* **DO THIS**:
Can you reproduce every line of the material below word for word, with nothing altered?

(Data records)

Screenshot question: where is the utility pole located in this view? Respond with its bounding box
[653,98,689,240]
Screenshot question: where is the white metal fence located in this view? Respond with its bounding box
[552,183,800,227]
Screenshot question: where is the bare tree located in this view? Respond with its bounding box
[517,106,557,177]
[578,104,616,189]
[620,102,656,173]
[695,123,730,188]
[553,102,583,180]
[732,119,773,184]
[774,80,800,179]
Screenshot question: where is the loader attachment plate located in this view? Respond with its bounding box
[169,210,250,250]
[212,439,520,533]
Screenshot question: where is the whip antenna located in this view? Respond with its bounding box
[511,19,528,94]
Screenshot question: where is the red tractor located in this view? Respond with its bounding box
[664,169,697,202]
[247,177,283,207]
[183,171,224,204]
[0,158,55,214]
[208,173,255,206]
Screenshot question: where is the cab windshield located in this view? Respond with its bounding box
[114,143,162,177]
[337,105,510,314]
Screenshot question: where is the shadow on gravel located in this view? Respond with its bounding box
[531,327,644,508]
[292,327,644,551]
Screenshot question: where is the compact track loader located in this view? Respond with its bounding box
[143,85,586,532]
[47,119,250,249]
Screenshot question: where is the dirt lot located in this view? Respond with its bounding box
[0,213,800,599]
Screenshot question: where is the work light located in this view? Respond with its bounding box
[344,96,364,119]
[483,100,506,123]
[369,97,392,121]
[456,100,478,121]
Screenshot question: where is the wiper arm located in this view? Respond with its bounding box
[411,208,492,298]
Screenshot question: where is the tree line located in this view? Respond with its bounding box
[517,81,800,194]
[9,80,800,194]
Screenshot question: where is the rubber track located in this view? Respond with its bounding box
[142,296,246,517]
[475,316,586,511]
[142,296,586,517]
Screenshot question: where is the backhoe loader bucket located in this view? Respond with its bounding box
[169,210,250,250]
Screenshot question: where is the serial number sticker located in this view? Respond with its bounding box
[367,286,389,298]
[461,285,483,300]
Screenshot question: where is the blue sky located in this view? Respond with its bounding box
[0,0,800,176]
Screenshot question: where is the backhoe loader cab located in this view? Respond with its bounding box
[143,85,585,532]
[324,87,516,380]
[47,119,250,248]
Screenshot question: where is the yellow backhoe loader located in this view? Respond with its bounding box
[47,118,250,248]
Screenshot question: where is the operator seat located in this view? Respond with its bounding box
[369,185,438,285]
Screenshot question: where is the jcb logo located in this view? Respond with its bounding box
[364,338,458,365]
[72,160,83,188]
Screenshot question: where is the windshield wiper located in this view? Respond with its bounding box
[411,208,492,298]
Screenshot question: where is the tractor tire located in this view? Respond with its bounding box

* **ANSWER FOR THIS EXERCISE**:
Screenshot question: where is the utility pole located in this view? Respond with its bounding box
[653,98,689,240]
Screenshot question: where is the white metal fence located in this view? Respond with its bounding box
[552,183,800,227]
Screenshot question: where is the bare tree located in this view? Respond with its bounding box
[517,106,557,177]
[578,104,616,189]
[620,102,656,173]
[695,123,730,188]
[553,102,583,180]
[732,119,773,184]
[774,80,800,179]
Screenshot question: where is the loader attachment plate located in this view? Respond with its bounding box
[169,210,250,250]
[212,439,520,533]
Screenshot question: where is the whip antenna located in this view? Respond with its bounding box
[511,19,528,94]
Screenshot question: where is the red tractor located in this view? Respond with its bounding box
[664,169,697,202]
[247,177,283,207]
[183,171,224,204]
[0,158,55,214]
[208,173,255,206]
Screenshot question: where is the cab windshield located in this view? Respond with its bounding box
[114,143,162,177]
[337,105,510,314]
Screenshot question: where is the shadow on gravel located in this view? Respond with its bounding box
[531,327,644,508]
[292,327,644,551]
Screenshot question: where is the compact track loader located in this view? Respond with its bounding box
[143,85,586,532]
[47,119,250,249]
Screenshot question: where is the dirt lot located in this view? Respond with its bounding box
[0,213,800,599]
Screenshot question: where is the work light located in this view? Respond with its bounding box
[344,96,364,119]
[483,100,506,123]
[369,97,392,121]
[456,100,478,121]
Screenshot question: where is the wiper arm located in this view? Respond with its bounding box
[411,208,492,298]
Screenshot question: where is the tree line located in this view? Respond with its bounding box
[517,81,800,194]
[9,80,800,194]
Screenshot question: where is the rubber track located in this view? Respond with its bounding box
[142,296,246,517]
[475,316,586,511]
[142,296,586,517]
Screenshot question: where is the backhoe loader bucket located in this view? Respond with its bounding box
[169,210,250,250]
Screenshot question: where is the serial number sticker located in this view? Respond with its bounding box
[367,286,389,298]
[461,285,483,300]
Screenshot question: where is the blue sky located in this view? Respond with its bounding box
[0,0,800,176]
Screenshot question: where is the backhoe loader cab located in this view? Respond with its bounding box
[143,85,585,532]
[324,87,516,380]
[47,119,250,248]
Screenshot question: where is the yellow backhoe loader located in this view? Respond with its bounding box
[47,118,250,248]
Screenshot question: where is the operator seat located in this view? Respond with its bounding box
[369,185,438,285]
Screenshot question: where is the jcb logo located in this view? Respond with its bounding box
[364,338,458,365]
[72,160,83,188]
Screenshot question: where is the windshield wiper located in this view? Respond with its bounding box
[411,208,492,298]
Screenshot question: where is the tractor tire located in this view? Respond with its bounding box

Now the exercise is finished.